Page excerpt —
After releasing a warm and vibrant array of gems throughout the last few months, including ‘Alice At The Beach’ and ‘Cold Places’, which was described by The Sunday Times as "Beautifully orchestrated by Sally Herbert, the Jersey singer's new track combines lush pastoralia, a characteristically serpentine melody and lyrics imbued with yearning and defiance", Nerina Pallot has now released her seventh studio album ‘I Don’t Know What I’m Doing’ alongside the soaring new single ‘Only The Old Songs’.


Throughout the lead up to this new collection, Nerina Pallot has focused herself on the rich and captivating piano-led textures of her tenure, and the vibrant aesthetic behind the record’s focus single ‘Only The Old Songs’ is no exception. Inspired by the personal strife she and so many others experienced during the pandemic, her final offering highlights the strength we can always conjure during difficult times, even if it is sometimes the things we take for granted.


Speaking about ‘Only The Old Songs’, she said, "The first line of the song, ‘bread and roses’ has long been associated with various suffrage and labour movements. My understanding of it is the idea that we need that which keeps our bodies alive (bread) but must also make sure to feed our souls (roses). It was hard to feel useful during the most extreme days of the pandemic -  I have no medical or scientific training to speak of, and it was humbling and frustrating to watch the world grind to a halt and not be able to help in some way. How powerless did so many of us feel? The spirit was willing but the flesh was mostly incapable.

Extracted entries —

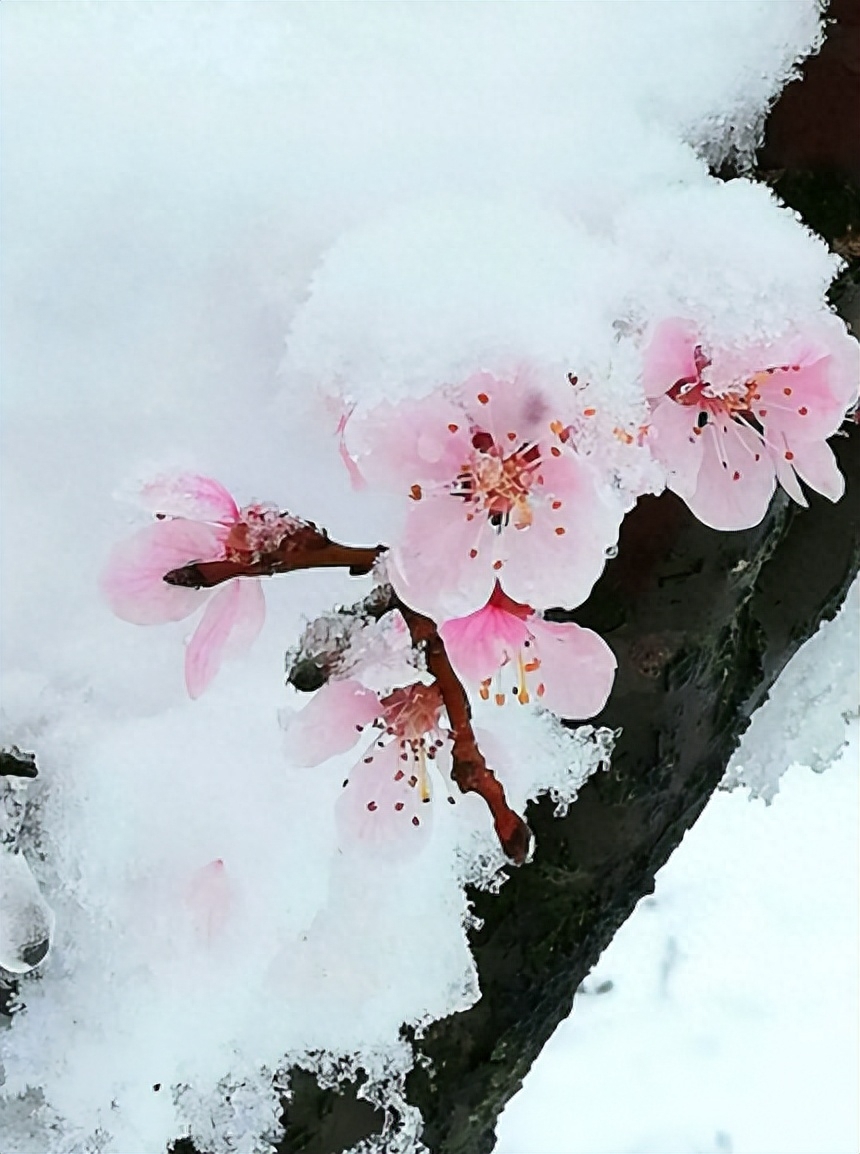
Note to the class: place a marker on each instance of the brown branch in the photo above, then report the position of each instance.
(308, 547)
(470, 770)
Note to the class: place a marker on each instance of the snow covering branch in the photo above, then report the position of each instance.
(307, 547)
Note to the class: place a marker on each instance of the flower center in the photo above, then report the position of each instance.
(412, 713)
(499, 485)
(526, 667)
(259, 531)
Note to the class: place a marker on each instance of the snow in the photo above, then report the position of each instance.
(726, 1006)
(399, 189)
(802, 719)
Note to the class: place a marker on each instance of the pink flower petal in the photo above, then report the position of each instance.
(558, 559)
(412, 442)
(330, 722)
(815, 463)
(356, 477)
(133, 577)
(432, 568)
(209, 899)
(502, 407)
(800, 404)
(789, 479)
(189, 495)
(733, 489)
(229, 627)
(577, 668)
(675, 446)
(379, 811)
(479, 644)
(546, 569)
(670, 357)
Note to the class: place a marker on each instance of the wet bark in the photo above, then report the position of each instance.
(702, 623)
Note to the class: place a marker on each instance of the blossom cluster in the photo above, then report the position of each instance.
(509, 509)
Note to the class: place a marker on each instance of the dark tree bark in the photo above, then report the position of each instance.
(702, 623)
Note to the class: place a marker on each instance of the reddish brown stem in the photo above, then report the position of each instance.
(470, 769)
(308, 547)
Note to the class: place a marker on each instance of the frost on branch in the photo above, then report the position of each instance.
(807, 725)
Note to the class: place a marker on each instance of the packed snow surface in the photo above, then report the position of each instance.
(404, 192)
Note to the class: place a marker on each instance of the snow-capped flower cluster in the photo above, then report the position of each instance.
(508, 510)
(728, 424)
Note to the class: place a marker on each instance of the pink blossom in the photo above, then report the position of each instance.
(496, 492)
(209, 899)
(565, 667)
(197, 521)
(727, 426)
(384, 802)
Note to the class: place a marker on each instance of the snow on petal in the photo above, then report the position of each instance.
(677, 444)
(384, 807)
(189, 495)
(670, 357)
(413, 442)
(550, 568)
(133, 579)
(735, 480)
(442, 564)
(577, 668)
(232, 621)
(330, 722)
(513, 411)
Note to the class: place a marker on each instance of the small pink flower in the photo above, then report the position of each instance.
(727, 426)
(565, 667)
(209, 899)
(496, 492)
(384, 803)
(197, 521)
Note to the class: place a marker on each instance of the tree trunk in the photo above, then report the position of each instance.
(702, 624)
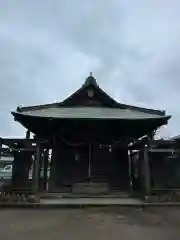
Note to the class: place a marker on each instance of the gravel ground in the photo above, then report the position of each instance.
(91, 223)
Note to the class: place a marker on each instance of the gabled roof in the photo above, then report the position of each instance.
(74, 101)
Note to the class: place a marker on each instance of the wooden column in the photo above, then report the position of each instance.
(130, 169)
(37, 167)
(89, 162)
(46, 155)
(146, 172)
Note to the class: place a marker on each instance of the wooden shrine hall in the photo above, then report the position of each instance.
(88, 138)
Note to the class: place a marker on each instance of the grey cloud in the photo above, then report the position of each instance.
(49, 47)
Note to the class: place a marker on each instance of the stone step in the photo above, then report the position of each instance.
(91, 188)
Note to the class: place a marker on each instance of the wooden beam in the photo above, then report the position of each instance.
(154, 143)
(156, 150)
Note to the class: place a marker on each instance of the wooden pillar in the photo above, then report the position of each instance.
(28, 133)
(89, 162)
(46, 155)
(146, 172)
(0, 147)
(37, 167)
(130, 169)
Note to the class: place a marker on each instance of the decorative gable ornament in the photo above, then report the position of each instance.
(90, 93)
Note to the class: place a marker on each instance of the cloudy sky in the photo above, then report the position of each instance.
(47, 48)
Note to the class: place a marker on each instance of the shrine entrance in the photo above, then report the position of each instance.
(89, 163)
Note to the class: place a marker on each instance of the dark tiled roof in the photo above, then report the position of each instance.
(89, 113)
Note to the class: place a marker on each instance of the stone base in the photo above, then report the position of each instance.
(90, 188)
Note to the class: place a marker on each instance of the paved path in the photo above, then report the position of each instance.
(91, 201)
(91, 224)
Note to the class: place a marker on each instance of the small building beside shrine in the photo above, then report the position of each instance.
(90, 136)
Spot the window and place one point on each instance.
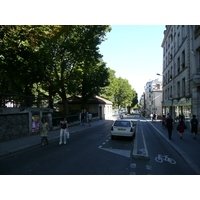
(183, 87)
(178, 41)
(183, 60)
(178, 89)
(178, 65)
(183, 32)
(198, 56)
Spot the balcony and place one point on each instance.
(197, 32)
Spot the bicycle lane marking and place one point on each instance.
(187, 159)
(161, 158)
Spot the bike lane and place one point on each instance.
(164, 160)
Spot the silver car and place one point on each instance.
(122, 127)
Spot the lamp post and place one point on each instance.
(162, 92)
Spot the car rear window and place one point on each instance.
(122, 123)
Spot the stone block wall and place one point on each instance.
(13, 126)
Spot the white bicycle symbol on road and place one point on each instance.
(161, 158)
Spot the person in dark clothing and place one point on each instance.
(194, 125)
(83, 118)
(169, 125)
(181, 126)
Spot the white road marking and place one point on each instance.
(126, 153)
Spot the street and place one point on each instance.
(92, 152)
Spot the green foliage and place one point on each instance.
(52, 60)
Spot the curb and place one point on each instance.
(135, 153)
(187, 159)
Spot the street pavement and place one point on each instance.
(188, 148)
(20, 144)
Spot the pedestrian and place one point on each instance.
(169, 125)
(181, 126)
(194, 125)
(163, 121)
(89, 118)
(44, 129)
(83, 118)
(154, 116)
(63, 130)
(151, 115)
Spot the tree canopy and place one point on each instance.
(52, 60)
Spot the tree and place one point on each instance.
(124, 93)
(72, 57)
(18, 57)
(109, 91)
(52, 60)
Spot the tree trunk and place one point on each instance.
(65, 105)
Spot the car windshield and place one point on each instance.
(122, 123)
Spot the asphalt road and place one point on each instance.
(92, 152)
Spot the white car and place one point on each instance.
(123, 127)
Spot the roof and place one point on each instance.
(94, 100)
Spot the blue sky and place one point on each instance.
(135, 53)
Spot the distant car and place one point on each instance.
(122, 127)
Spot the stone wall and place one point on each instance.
(16, 123)
(13, 126)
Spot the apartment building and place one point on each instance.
(153, 97)
(181, 71)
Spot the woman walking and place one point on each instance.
(63, 130)
(181, 126)
(44, 129)
(194, 125)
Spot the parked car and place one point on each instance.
(122, 127)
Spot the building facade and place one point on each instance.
(153, 97)
(181, 71)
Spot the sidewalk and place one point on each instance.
(13, 146)
(187, 147)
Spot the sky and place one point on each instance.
(135, 53)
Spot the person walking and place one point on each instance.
(163, 121)
(83, 118)
(151, 115)
(63, 130)
(194, 125)
(89, 118)
(181, 126)
(169, 125)
(121, 116)
(44, 129)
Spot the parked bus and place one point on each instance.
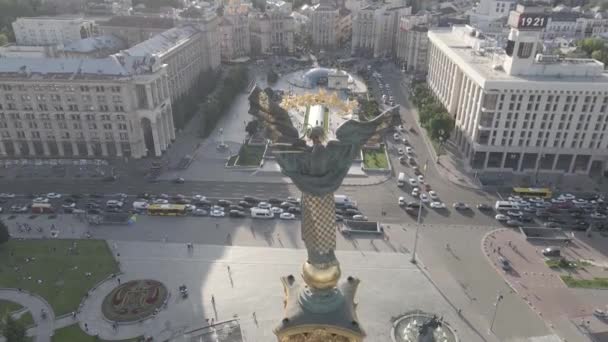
(533, 192)
(167, 209)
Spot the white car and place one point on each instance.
(359, 218)
(415, 192)
(287, 216)
(437, 205)
(501, 217)
(264, 205)
(217, 213)
(424, 198)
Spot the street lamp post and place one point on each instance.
(498, 299)
(413, 260)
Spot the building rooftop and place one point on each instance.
(482, 60)
(92, 44)
(137, 21)
(115, 66)
(162, 43)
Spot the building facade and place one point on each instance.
(135, 29)
(185, 52)
(518, 110)
(375, 29)
(118, 106)
(413, 44)
(324, 23)
(52, 30)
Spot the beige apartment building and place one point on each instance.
(117, 106)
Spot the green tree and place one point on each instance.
(12, 330)
(4, 235)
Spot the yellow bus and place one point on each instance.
(167, 209)
(533, 192)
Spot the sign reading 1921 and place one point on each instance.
(532, 21)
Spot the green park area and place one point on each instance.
(74, 333)
(60, 271)
(593, 283)
(433, 116)
(375, 158)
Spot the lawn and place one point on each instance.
(250, 155)
(375, 159)
(55, 274)
(74, 333)
(595, 283)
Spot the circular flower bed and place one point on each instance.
(134, 300)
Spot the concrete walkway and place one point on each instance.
(44, 327)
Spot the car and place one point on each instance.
(287, 216)
(415, 192)
(217, 213)
(501, 217)
(224, 203)
(236, 213)
(460, 206)
(264, 205)
(424, 198)
(200, 212)
(276, 210)
(437, 205)
(514, 213)
(552, 252)
(600, 313)
(484, 207)
(504, 264)
(513, 223)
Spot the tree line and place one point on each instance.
(219, 101)
(432, 114)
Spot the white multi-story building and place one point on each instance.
(486, 14)
(324, 24)
(516, 109)
(185, 52)
(52, 30)
(375, 28)
(117, 106)
(413, 42)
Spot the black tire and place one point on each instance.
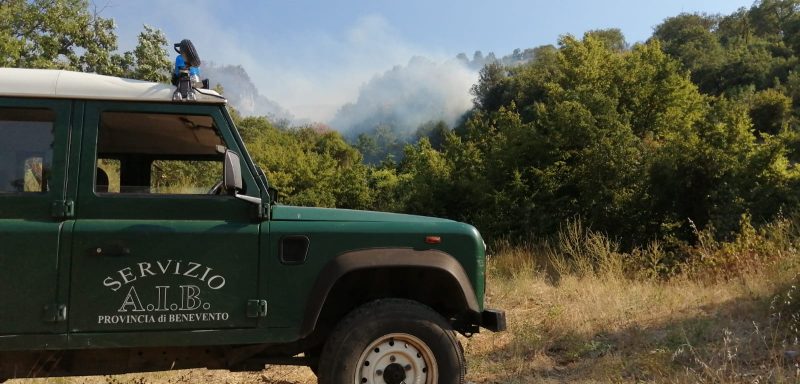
(417, 342)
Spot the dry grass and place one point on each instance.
(579, 312)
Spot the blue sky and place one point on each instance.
(313, 56)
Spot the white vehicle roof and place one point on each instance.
(51, 83)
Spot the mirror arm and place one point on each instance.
(248, 199)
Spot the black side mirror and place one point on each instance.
(232, 174)
(273, 194)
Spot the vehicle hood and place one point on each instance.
(292, 213)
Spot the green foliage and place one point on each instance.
(65, 34)
(150, 55)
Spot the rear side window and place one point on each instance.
(26, 149)
(147, 153)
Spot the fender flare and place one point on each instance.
(380, 258)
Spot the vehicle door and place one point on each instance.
(34, 212)
(156, 245)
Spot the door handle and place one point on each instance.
(110, 251)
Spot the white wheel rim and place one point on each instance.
(397, 358)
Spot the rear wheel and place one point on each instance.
(392, 341)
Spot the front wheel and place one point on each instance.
(392, 341)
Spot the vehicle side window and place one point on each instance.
(26, 149)
(149, 153)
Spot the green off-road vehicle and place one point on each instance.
(136, 234)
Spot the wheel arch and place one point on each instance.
(342, 284)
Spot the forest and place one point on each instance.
(628, 164)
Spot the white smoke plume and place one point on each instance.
(406, 97)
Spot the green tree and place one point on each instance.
(151, 58)
(55, 34)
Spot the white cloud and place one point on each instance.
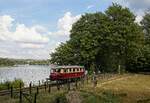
(36, 42)
(65, 23)
(22, 33)
(90, 6)
(137, 6)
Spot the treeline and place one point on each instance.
(108, 42)
(13, 62)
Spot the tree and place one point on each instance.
(104, 40)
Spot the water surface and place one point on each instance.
(28, 73)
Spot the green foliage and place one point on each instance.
(15, 84)
(105, 97)
(103, 41)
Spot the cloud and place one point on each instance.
(137, 6)
(22, 33)
(35, 42)
(64, 24)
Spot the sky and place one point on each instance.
(32, 29)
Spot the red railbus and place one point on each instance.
(66, 72)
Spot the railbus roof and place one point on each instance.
(65, 67)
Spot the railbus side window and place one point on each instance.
(65, 70)
(62, 71)
(58, 70)
(70, 70)
(73, 69)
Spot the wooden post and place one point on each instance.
(20, 85)
(8, 86)
(49, 88)
(87, 78)
(39, 83)
(37, 90)
(76, 84)
(68, 85)
(30, 87)
(58, 86)
(11, 91)
(20, 97)
(35, 98)
(45, 86)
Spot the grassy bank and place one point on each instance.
(128, 88)
(16, 83)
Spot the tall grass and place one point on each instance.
(15, 84)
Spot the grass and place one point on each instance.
(128, 88)
(8, 84)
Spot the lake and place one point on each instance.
(28, 73)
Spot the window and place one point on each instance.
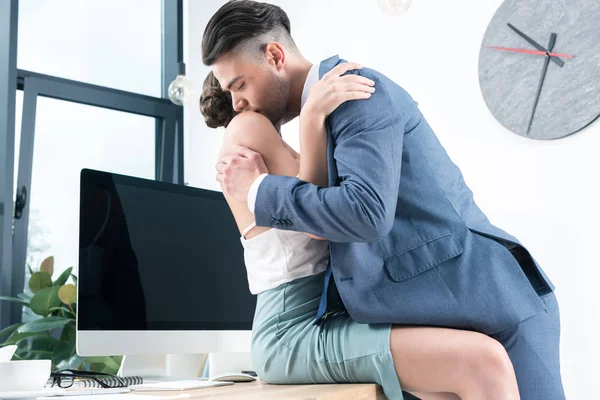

Exercise —
Continue the article about Nerina Pallot's album 'I Don't Know What I'm Doing' and single 'Only The Old Songs', picking up after its final sentence.

Output of the task —
“I took refuge in music - listening to it, making it and doing an online gig from my home once a week for a few months. 


“Those few hours of immersion in music were, for so many of us, respite. Comfort. Release. Not being able to see or hold my parents or close family, it became important to me to listen to the music from my childhood; the songs I associated with happier times and the feeling that everything would be alright. ABBA, Kate Bush, The Beatles, Prince, Elton John, Stevie Wonder, Carole King: they were my best friends, holding my hand during my daily hour of government sanctioned exercise.


“It was pure joy to record this song - to be with my friends again, doing what we love most and feeling useful again."


The release of ‘I Don’t Know What I’m Doing’ will also coincide with the release of the film ‘Lost Girls’, which will feature one of Nerina's previously released songs 'The Hold Tight'.


Nerina also recently announced a UK tour taking place in October. Tickets on sale now.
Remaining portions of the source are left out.